- **Supplied text**:
--- Begin ---

“Grateful. Thankful. & Blessed.”

Contributing Writer
Pastor Shawn Hannon

Hope Lutheran Church, Arcade, NY

“Grateful. Thankful. & Blessed.” The words hung over the dining room table of the family I was visiting in cursive letters and beautiful fall colors of orange and brown and teal. But while they served as a reminder to the family of how fortunate or lucky or gifted (choose your own adjective) they were, to me they were another reminder of how frequently we misunderstand what it means to be blessed.

I’m going to say something unpopular, but since (as we will discover) Jesus said it first, I suppose I’m in good company. Your gifts are not blessings. Your health and the health of your loved ones are not your blessings. Your riches, your income, your stuff, your home, all of it; none of those things make you blessed.

Chances are you already think I’m wrong, and why not? It’s what we’ve told ourselves. “We’re so blessed.” We have our houses and our cars. We have life styles our forbearers could never have imagined. We have healthy kids who are on the honor roll and run track. We are so blessed.

That’s what we say. It’s how we talk. We pick up after our girl Hannah Montana who said, “God wants my life to be about being successful, and being happy, and blessing other people and being blessed.” Success equals blessing. Happiness equals blessing. Our blessedness is measured by our wealth, by our relationships, and by whether or not we are having a good time. We sit on beaches in Florida with our toes in the sand and say “I’m so blessed.”

But where does that come from? The Bible? I’m afraid not. Last week at my church we read from Luke 6. It resonates with the beatitudes of Matthew, but it is ever so different. Jesus says, “Blessed are the poor… Blessed are the hungry… Blessed are the weeping… Blessed are the alone…” (Luke 6:20-26). The really unfortunate part is that Jesus did not stop there. He went on to a series of ‘woes’ or warnings. Woes to the rich… to the full… to the laughing… to the famous…” If you’re paying attention at home, essentially what Jesus is saying is that the truly blessed are not those with the wealth and relationships and having fun, as we would presume, but those without. Meanwhile, while we “count our blessings,” Jesus’ woes might be speaking directly to us.

--- End ---

- **Objective 1**:
Print the passage of the column on blessedness from "Hope Lutheran Church, Arcade, NY" to "make you blessed.", word for word.
- **Objective 2**:
Answer these questions from the column on blessedness:
(a) With which church is Pastor Shawn Hannon listed?
(b) What colors were used for the words hanging over the dining room table?
(c) Which chapter of Luke was read last week at the writer's church?

[Position annotation records]
--- Begin ---

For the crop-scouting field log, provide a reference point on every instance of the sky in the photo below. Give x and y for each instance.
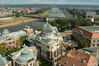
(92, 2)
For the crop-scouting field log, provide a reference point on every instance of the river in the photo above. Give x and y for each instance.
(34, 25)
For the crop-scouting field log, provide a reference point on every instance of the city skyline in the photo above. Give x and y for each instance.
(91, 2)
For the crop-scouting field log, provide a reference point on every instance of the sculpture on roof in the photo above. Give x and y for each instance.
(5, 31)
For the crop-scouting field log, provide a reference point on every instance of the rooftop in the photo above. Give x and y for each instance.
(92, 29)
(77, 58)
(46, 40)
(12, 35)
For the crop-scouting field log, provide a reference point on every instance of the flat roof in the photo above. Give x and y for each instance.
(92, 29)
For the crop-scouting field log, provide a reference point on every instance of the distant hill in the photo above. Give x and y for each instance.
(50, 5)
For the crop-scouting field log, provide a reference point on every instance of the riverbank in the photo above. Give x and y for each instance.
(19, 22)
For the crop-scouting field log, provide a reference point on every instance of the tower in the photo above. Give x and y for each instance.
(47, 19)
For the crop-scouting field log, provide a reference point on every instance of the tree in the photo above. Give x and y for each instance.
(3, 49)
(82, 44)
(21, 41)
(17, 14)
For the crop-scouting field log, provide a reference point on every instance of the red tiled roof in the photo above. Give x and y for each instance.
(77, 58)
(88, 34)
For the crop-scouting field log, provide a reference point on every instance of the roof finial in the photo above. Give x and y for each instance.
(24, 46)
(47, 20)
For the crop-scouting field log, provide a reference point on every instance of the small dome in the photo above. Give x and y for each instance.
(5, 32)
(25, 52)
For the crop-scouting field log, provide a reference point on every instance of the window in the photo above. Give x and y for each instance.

--- End ---

- **Exercise answer 1**:
Hope Lutheran Church, Arcade, NY

“Grateful. Thankful. & Blessed.” The words hung over the dining room table of the family I was visiting in cursive letters and beautiful fall colors of orange and brown and teal. But while they served as a reminder to the family of how fortunate or lucky or gifted (choose your own adjective) they were, to me they were another reminder of how frequently we misunderstand what it means to be blessed.

I’m going to say something unpopular, but since (as we will discover) Jesus said it first, I suppose I’m in good company. Your gifts are not blessings. Your health and the health of your loved ones are not your blessings. Your riches, your income, your stuff, your home, all of it; none of those things make you blessed.

- **Exercise answer 2**:
(a) Hope Lutheran Church, Arcade, NY
(b) Orange, brown, and teal
(c) Luke 6